**WORK TO DO:**
Quote the listing below in full, word for word and line for line, with no alterations.
..............................
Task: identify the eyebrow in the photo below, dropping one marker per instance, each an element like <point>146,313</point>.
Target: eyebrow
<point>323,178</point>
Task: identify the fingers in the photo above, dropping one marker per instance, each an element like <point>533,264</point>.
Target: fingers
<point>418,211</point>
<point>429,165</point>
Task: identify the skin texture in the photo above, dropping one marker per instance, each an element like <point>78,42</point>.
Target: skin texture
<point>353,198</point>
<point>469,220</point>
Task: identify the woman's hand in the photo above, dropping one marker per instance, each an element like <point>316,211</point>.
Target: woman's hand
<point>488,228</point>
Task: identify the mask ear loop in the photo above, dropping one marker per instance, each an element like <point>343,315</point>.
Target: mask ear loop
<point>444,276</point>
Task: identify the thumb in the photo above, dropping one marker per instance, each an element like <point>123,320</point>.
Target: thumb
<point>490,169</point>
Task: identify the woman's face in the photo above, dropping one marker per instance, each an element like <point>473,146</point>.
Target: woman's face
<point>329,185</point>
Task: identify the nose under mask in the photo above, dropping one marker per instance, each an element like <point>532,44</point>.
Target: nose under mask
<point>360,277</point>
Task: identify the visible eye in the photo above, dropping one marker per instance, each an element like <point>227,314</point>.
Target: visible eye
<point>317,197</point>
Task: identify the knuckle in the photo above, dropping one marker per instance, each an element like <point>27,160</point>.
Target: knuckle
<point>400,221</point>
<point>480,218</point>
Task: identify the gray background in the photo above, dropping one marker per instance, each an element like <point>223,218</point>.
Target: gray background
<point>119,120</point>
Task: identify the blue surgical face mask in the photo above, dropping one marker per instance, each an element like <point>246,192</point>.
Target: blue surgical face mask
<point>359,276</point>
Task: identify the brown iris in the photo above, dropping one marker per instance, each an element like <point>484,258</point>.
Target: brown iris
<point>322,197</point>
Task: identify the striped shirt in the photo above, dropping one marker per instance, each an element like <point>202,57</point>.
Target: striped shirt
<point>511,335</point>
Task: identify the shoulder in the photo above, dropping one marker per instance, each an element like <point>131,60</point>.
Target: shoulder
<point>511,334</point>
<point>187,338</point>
..............................
**SOLUTION TO THE EXERCISE:**
Task: identify the eyebrow in the photo below, dropping one marker per instance, each an element like <point>146,313</point>.
Target: eyebrow
<point>323,178</point>
Task: identify the fingers in the photo above, dropping one marker per instance, each an element like <point>533,264</point>.
Target: fingers
<point>418,211</point>
<point>429,165</point>
Task: identify the skin texture in the photo above, dropping one marker per instance, each an element like <point>78,42</point>.
Target: skin texture
<point>353,198</point>
<point>469,220</point>
Task: identify the woman's hand in the photo above, dropping one marker per instance, each an element like <point>316,211</point>.
Target: woman's hand
<point>488,228</point>
Task: identify the mask ear loop in the photo above, dropping one marker per instance, each an element like <point>343,315</point>.
Target: mask ear loop
<point>444,276</point>
Task: identify the thumb in the photo above, dropping one marker per instance, each an element like <point>123,320</point>.
Target: thumb
<point>490,169</point>
Task: identify the woman's face in the photo above, dropping one marker per instance, each an element like <point>473,146</point>.
Target: woman's face
<point>329,185</point>
Task: identify the nose under mask in the photo above, dropping one marker per instance, each an element like <point>532,44</point>.
Target: nose under mask
<point>360,277</point>
Task: identify the visible eye in the photo above, dropping one marker per instance, each an element like <point>227,314</point>.
Target: visible eye
<point>317,197</point>
Task: identify the knuckle in the photo above, dropping one marker per instance, each an element like <point>27,160</point>.
Target: knuckle
<point>400,221</point>
<point>480,218</point>
Task: identify the gray background in the photo above, dropping one marker per instance, each an element like <point>223,218</point>.
Target: gray background
<point>119,120</point>
Task: identify the blue surgical face mask in the photo above, dropping one marker per instance, each an element like <point>246,192</point>.
Target: blue surgical face mask
<point>359,276</point>
Task: identify the brown iris in the photo above, dropping one marker per instance, each an element like <point>484,258</point>.
Target: brown iris
<point>322,197</point>
Task: identify the striped shirt in the photo above, dropping one marker per instance, each an element like <point>202,57</point>.
Target: striped shirt
<point>511,335</point>
Task: identify the shoulder in the photo above, dropping one marker per instance, each an element like <point>131,60</point>.
Target: shoulder
<point>511,334</point>
<point>187,338</point>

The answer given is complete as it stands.